- EXTRACT PROVIDED

········

Here is how we did it:

Problem: Facts, facts, facts

Teachers, authors, and publishers alike expect videos to be packed with valuable and rigorous scientific information. But these fact-packed videos can very easily fail to retain student attention. The scripts drafted by writers are often an overwhelming torrent of facts that start to blur into information overload.

Our solution

  • Break it up: whether it’s through style changes, use of pauses, added titles or graphics, or story-led breaks, bite-sized chunks are always easier to digest, however short the video!
  • Create a progression: this can be done through the spoken narrative as it would in a text, but video provides us other useful tools such as background music, which can easily communicate a direction such as excitement, or a resolution, or a change of pace to reflect and digest.

Problem: Heavily narrated videos

For the STEM video suite we worked on in 2017, the content had been defined through long narrated sections. We get it: scripted voice-over gives subject-matter experts full control of content. But it’s boring for a student viewer who never hears a different voice, never sees the presenter engage with a location or a contributor, never witnesses the “crackle” of a live event. The kind of immersive experience video should provide is actually absent.

Our solution

Source the right contributor: although content is important in science, the key goals of educational video are engagement and ignition. For motivating the student into action, invest effort in finding the right on-screen contributors. Give creative space for their communication skills in the product, and let them work to generate inspiration and identification through all means possible.

········

- TO DO
A – In the text on making educational videos, in what year did the team work on the STEM video suite?
B – Rewrite everything from "Teachers, authors, and" down to "reflect and digest." in the text on making educational videos, substituting "a musical score" for "background music".

········

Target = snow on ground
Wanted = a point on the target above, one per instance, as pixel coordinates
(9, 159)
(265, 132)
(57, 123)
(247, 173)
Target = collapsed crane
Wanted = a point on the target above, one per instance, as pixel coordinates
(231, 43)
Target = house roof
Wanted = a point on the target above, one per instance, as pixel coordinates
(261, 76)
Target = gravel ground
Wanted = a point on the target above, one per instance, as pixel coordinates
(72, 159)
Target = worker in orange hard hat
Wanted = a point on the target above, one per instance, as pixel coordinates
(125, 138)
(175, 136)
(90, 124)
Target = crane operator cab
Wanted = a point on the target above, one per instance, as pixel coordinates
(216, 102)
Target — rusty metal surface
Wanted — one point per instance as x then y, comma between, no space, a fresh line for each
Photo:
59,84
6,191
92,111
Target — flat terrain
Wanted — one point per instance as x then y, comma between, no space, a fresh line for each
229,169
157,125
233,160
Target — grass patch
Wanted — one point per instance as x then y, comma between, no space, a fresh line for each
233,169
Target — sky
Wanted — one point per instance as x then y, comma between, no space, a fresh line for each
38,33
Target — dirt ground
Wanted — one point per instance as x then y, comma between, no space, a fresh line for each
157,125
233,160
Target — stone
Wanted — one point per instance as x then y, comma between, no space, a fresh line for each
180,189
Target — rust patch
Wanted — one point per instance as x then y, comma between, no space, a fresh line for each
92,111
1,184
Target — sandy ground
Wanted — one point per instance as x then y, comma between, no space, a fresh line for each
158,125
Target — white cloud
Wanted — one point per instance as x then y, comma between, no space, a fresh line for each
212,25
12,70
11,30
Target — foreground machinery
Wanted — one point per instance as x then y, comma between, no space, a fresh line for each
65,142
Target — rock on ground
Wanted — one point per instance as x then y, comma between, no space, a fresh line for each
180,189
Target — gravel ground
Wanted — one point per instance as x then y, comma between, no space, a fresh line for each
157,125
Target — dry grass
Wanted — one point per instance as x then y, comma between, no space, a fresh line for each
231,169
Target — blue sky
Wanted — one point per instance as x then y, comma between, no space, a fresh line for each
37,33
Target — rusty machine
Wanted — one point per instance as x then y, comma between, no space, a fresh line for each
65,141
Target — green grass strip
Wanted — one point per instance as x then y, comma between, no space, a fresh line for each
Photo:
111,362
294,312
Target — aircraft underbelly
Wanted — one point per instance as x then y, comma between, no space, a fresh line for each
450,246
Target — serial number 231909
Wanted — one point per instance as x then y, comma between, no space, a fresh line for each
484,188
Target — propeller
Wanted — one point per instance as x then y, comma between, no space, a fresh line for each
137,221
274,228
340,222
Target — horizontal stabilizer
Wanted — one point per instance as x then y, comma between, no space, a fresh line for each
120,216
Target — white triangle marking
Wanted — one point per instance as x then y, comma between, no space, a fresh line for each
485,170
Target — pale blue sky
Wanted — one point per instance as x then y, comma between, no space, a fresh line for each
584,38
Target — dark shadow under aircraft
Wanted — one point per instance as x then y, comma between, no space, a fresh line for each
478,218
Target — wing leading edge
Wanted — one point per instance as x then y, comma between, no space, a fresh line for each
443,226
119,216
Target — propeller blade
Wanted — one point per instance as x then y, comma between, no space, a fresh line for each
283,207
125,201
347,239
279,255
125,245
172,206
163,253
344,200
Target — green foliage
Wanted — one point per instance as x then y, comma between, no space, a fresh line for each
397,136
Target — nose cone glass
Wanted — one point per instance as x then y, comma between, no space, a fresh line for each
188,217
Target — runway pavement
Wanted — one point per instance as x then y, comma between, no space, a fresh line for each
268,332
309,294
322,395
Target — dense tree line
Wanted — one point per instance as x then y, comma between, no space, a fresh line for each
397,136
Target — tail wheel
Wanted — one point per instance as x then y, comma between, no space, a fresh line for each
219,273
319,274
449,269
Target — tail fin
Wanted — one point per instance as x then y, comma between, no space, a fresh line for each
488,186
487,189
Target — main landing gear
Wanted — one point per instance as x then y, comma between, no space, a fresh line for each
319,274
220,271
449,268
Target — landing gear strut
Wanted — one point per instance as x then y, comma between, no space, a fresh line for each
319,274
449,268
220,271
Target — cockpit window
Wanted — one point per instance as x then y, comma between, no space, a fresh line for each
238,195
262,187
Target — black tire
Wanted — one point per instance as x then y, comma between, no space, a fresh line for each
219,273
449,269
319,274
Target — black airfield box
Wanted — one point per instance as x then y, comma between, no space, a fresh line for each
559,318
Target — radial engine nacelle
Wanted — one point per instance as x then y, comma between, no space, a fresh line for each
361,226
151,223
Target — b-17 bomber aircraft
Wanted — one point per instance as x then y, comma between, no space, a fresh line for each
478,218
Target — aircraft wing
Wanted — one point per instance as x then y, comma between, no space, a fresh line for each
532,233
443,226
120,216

········

- THE REPLIES
A – 2017

B –
Teachers, authors, and publishers alike expect videos to be packed with valuable and rigorous scientific information. But these fact-packed videos can very easily fail to retain student attention. The scripts drafted by writers are often an overwhelming torrent of facts that start to blur into information overload.

Our solution

  • Break it up: whether it’s through style changes, use of pauses, added titles or graphics, or story-led breaks, bite-sized chunks are always easier to digest, however short the video!
  • Create a progression: this can be done through the spoken narrative as it would in a text, but video provides us other useful tools such as a musical score, which can easily communicate a direction such as excitement, or a resolution, or a change of pace to reflect and digest.